▶ _SHORT TASK_
Duplicate every one of the rows below verbatim, omitting the pictures from your answer.

▶ _Image location labeling entries_
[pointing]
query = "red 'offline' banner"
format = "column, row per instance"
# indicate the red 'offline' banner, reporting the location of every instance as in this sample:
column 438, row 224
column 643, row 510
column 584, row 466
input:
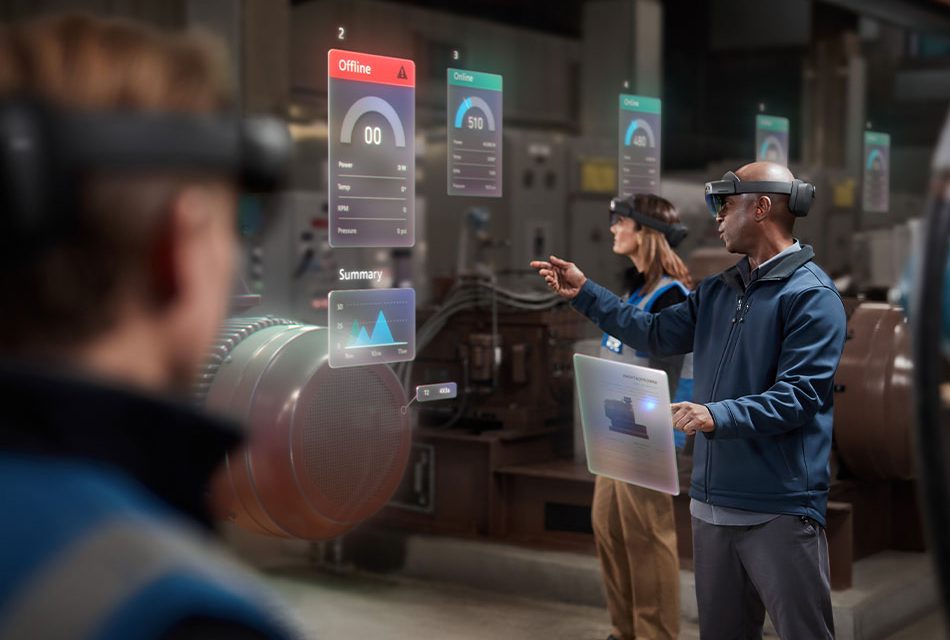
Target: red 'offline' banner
column 365, row 67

▶ _ANSWER IN FULL_
[pointing]
query = "red 'offline' banner"
format = "column, row per instance"
# indicate the red 'offline' banner, reporting the location of every instance as in this sample:
column 438, row 224
column 643, row 510
column 584, row 466
input:
Target: red 'offline' banner
column 365, row 67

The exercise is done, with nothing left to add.